(Shape boundary items)
══════

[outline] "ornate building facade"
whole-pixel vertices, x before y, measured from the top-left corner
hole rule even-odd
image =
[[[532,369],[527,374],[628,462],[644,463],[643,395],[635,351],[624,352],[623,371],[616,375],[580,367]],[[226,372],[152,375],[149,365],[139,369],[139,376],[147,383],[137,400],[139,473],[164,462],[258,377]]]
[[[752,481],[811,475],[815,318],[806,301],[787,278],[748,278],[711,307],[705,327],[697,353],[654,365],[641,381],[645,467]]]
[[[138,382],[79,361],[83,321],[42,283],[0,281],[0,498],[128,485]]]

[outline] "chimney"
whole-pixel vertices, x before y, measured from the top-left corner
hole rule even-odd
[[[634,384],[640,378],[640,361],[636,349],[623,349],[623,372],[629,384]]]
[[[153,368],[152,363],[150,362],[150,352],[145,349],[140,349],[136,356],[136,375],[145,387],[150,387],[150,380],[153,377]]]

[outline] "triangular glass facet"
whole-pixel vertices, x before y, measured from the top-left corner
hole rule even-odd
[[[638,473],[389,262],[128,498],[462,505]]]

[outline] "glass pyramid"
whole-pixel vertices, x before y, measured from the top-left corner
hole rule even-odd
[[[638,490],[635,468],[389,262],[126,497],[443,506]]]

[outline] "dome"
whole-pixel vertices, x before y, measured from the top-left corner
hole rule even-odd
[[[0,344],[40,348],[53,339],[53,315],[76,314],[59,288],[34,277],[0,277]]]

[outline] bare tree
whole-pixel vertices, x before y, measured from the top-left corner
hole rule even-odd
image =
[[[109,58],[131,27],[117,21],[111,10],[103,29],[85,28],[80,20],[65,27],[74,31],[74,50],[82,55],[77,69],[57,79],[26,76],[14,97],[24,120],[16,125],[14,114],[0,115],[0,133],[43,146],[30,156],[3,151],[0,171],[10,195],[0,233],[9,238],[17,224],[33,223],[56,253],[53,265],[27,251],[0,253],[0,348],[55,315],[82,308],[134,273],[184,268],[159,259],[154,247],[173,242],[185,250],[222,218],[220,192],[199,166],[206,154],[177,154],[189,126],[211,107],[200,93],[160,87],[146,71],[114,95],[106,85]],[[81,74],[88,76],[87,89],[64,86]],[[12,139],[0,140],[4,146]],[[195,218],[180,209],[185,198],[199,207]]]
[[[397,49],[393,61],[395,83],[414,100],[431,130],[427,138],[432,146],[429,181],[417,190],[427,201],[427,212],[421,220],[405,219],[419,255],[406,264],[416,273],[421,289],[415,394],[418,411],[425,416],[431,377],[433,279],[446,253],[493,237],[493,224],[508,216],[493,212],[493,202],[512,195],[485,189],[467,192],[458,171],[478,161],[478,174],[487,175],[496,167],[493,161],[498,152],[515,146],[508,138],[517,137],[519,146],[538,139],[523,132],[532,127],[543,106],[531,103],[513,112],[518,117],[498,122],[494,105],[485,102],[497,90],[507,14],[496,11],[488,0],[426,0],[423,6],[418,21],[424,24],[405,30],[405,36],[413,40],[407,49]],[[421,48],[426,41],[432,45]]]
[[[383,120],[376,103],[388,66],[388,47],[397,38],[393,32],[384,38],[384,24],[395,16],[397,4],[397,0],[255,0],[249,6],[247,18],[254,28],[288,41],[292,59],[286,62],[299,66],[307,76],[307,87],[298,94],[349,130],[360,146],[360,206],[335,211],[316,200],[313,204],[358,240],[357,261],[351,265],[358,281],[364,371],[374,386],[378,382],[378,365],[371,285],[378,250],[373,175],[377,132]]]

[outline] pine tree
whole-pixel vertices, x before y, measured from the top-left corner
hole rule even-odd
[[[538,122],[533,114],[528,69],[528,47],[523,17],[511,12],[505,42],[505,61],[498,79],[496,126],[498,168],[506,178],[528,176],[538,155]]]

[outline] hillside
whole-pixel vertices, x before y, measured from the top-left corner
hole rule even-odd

══════

* WHAT TO PRODUCE:
Please repeat the stretch of items from the line containing "[outline] pine tree" through the end of the items, keeping every line unchanged.

* RESULT:
[outline] pine tree
whole-pixel vertices, x before y, measured from the top-left corner
hole rule even-odd
[[[538,122],[533,114],[528,69],[528,47],[523,17],[511,12],[505,42],[505,61],[498,79],[496,126],[498,168],[506,178],[528,176],[538,155]]]

[outline] hillside
whole-pixel vertices, x before y, measured from the top-left corner
hole rule even-odd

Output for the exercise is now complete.